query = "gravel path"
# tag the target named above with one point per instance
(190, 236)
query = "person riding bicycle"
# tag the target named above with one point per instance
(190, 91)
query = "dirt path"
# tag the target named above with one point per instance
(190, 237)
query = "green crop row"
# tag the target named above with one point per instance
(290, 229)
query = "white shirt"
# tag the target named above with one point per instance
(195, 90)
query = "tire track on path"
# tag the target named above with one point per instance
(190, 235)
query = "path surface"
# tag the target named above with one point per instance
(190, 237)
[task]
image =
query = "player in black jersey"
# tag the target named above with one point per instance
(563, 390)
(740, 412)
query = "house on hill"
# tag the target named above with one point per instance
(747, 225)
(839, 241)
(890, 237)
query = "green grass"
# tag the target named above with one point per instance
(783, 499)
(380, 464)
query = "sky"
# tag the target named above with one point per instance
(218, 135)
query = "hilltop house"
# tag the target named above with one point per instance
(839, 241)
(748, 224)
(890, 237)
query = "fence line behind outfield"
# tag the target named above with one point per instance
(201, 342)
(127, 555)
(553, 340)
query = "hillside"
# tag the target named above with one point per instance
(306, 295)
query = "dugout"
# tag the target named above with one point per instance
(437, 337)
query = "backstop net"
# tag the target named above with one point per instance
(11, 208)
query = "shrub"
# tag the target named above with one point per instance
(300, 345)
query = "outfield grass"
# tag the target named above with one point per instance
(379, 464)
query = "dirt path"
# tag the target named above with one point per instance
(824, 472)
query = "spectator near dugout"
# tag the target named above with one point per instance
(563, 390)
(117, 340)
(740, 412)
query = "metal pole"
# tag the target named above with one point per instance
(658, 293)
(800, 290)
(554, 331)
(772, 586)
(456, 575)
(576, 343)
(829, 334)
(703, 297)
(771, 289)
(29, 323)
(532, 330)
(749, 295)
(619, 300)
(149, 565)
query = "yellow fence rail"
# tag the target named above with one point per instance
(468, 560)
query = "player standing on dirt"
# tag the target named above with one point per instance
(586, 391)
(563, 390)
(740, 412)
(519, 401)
::::::::::
Return the whole listing exactly, with every line included.

query = "gravel path"
# tag the target named above with one point per instance
(190, 236)
query = "person riding bicycle"
# tag the target named above with one point per instance
(190, 91)
query = "dirt path"
# tag the target named above with one point per instance
(190, 237)
query = "green crop row"
# tag the target named above with one point per instance
(290, 229)
query = "white shirt"
# tag the target named above with one point per instance
(195, 90)
query = "tire track on path"
# tag the target named above with one point per instance
(190, 235)
query = "path surface"
# tag the target named above with one point per instance
(190, 237)
[task]
image =
query = "player in black jersey"
# tag the target named above with one point per instance
(563, 390)
(740, 412)
query = "house on hill"
# tag the target named above with one point per instance
(747, 225)
(839, 241)
(890, 237)
query = "green grass"
# tag the target named above with one point per instance
(783, 499)
(380, 464)
query = "sky"
# tag the target named above with one point per instance
(218, 135)
query = "hilltop house"
# tag the target named above with one point per instance
(839, 241)
(748, 224)
(890, 237)
query = "fence line behind outfield"
# tag the target named above with one point per instance
(201, 342)
(127, 555)
(553, 340)
query = "hillside"
# tag the target named above with one point per instance
(306, 295)
query = "dugout"
# tag the target named above with one point per instance
(437, 337)
query = "backstop net"
# tag the target named above with one point per instance
(11, 208)
query = "shrub"
# tag the target named above with one point per instance
(300, 345)
query = "outfield grass"
# tag the target named above with one point per instance
(379, 464)
query = "dirt path"
# tag the target named above with one point per instance
(824, 472)
query = "spectator near dugout"
# tag the target named above with one point per instance
(563, 390)
(117, 340)
(740, 412)
query = "metal pole"
# tag the target named above with one point per instance
(658, 293)
(800, 290)
(554, 331)
(772, 586)
(456, 575)
(576, 343)
(829, 334)
(703, 297)
(771, 289)
(29, 323)
(532, 330)
(749, 295)
(619, 300)
(149, 565)
query = "yellow fence rail"
# tag the target named above with one point per instance
(468, 560)
query = "player standing on dirt"
# tag the target named above with one point per instance
(586, 391)
(563, 390)
(740, 412)
(519, 401)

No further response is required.